What to work on:
Only the lines from the one with "Phrase: oven door handle" through the last belong in the output; print them exactly as given below.

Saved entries
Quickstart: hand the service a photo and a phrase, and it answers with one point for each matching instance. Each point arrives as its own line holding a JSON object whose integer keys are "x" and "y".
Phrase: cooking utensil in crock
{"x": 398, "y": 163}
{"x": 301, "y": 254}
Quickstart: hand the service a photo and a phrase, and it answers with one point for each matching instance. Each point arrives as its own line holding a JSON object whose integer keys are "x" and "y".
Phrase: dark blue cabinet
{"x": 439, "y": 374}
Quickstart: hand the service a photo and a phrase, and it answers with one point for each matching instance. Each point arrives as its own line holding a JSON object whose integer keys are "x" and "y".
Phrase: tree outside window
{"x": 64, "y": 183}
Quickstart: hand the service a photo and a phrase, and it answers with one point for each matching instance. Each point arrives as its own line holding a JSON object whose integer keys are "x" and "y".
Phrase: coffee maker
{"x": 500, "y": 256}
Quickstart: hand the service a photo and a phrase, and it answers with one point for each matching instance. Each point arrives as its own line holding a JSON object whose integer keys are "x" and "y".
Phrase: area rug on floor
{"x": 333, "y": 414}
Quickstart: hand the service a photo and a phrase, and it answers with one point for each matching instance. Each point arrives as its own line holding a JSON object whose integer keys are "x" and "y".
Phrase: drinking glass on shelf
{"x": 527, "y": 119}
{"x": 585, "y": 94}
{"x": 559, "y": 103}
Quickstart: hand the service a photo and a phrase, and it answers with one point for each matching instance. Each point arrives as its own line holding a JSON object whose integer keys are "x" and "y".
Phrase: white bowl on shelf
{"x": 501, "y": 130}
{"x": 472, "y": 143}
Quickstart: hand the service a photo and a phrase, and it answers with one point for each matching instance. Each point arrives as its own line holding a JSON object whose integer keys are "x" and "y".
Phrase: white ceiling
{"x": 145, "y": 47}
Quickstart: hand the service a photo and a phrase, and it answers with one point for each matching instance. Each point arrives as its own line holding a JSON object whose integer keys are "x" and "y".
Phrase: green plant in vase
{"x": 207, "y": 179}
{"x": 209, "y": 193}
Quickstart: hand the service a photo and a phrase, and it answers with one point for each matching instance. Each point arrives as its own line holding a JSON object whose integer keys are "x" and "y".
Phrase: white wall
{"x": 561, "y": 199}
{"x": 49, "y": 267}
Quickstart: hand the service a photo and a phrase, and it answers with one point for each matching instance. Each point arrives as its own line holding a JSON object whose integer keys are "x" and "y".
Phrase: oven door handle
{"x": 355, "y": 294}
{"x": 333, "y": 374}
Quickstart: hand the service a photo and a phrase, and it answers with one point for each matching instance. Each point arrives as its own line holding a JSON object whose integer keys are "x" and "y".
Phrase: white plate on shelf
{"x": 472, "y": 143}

Your response:
Phrase: oven door handle
{"x": 355, "y": 294}
{"x": 333, "y": 374}
Quickstart: hand the service a photo and a phrase, and it answers with one point for each matching instance. Each point arrives as its own line holding a JSON object whose integer keys are "x" and "y".
Phrase: white plate on shelf
{"x": 472, "y": 143}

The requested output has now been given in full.